--- Begin DATASET EXTRACT ---
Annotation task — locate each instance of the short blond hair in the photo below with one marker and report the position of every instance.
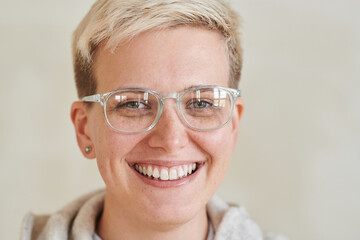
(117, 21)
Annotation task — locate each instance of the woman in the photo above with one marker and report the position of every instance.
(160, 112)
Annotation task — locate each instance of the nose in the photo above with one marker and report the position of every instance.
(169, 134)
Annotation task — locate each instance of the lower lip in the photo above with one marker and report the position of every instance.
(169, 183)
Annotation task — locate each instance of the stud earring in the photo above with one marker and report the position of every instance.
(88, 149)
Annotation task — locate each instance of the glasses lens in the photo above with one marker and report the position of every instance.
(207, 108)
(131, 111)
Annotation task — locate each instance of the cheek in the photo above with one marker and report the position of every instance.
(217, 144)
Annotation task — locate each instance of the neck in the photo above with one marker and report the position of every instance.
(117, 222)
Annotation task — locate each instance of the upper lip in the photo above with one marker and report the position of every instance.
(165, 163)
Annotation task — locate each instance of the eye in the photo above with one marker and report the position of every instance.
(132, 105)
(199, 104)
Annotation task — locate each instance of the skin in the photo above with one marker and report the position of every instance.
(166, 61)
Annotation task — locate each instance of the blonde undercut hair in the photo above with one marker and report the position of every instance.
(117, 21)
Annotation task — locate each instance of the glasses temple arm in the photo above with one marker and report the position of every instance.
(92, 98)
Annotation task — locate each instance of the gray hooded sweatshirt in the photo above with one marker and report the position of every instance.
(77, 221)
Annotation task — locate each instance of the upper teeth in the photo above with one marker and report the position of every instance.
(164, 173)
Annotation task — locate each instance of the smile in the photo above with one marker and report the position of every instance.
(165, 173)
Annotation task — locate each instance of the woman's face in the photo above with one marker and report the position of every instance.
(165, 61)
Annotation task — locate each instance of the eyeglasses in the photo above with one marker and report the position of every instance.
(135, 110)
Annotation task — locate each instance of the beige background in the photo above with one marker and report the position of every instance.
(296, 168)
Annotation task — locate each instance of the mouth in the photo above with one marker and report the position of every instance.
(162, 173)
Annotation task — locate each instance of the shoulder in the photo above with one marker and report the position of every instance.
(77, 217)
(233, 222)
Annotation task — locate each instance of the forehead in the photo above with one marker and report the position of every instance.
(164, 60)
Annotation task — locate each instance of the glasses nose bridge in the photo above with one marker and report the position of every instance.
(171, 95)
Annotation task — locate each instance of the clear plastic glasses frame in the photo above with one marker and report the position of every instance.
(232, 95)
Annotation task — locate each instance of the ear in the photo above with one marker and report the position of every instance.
--- End DATASET EXTRACT ---
SHORT TASK
All the records above need to be given again word for word. Skip the pictures.

RESULT FOR THIS TASK
Annotation task — locate each instance of the short blond hair in the photo below with one marker and report the position of every instance.
(117, 21)
Annotation task — locate each instance of the woman in the photo above with one marker and report the position of every instance.
(160, 112)
Annotation task — locate each instance of the nose in the photo above with one marker and report the position of every instance.
(169, 134)
Annotation task — locate each instance of the lower lip in the photo above with one marker and report the position of every instance.
(169, 183)
Annotation task — locate each instance of the stud earring in the photo above with one marker and report the position of every instance.
(88, 149)
Annotation task — locate each instance of the glasses lens in the photo above with one marker and report the position of every instance.
(207, 108)
(131, 111)
Annotation task — locate each instance of the cheek in the photo above with one marker and report the position of every instance.
(217, 144)
Annotation task — locate each instance of the neck in the photo above with one marker and report the position of every instance.
(117, 222)
Annotation task — locate each instance of the upper lip in the photo above with one marker and report the position of every instance.
(165, 163)
Annotation task — locate each instance of the eye in the photo above with one marker and report the position of every instance.
(132, 105)
(199, 104)
Annotation task — locate each instance of the skin in the photo above with one marker and report the position of every instance.
(166, 61)
Annotation task — locate each instance of the blonde undercut hair in the photo above with one marker and report the position of every instance.
(117, 21)
Annotation task — locate each instance of the glasses temple arm in the photo above with one marker and report the position of every instance.
(92, 98)
Annotation task — locate each instance of the gray hooded sweatshirt in the photo above with one marker and report the position of every instance.
(77, 221)
Annotation task — locate each instance of the upper teeth in the photo above with one marker and report the position of every instance.
(164, 173)
Annotation task — locate each instance of the smile in the photo above with one marker and report the position of every instance.
(165, 173)
Annotation task — locate each instance of the woman's face in the photo above with one marker and report the position of every instance.
(165, 61)
Annotation task — locate each instance of the eyeglasses in the photo above with one marker and report the position of every instance.
(135, 110)
Annotation task — locate each instance of the beige background in the photo above with one marker and report the position of every instance.
(296, 168)
Annotation task — locate each instance of the mouth in the photo above with one marker and report the position of every instance.
(162, 173)
Annotation task — locate each instance of the shoulder in the photo above with one marker and report the position of every instance.
(77, 217)
(233, 222)
Annotation task — locate each instance of the forehead in the photo above with one marker and report the position of every instance.
(164, 60)
Annotation task — locate each instance of the glasses nose bridge in the photo above with one marker and report the position of every instance.
(171, 95)
Annotation task — locate each instance of the clear plastic glasses frame in the photo above with one marker and report the position of every instance.
(232, 95)
Annotation task — locate each instance of the ear in the photo above with one marker and report the position of every instance.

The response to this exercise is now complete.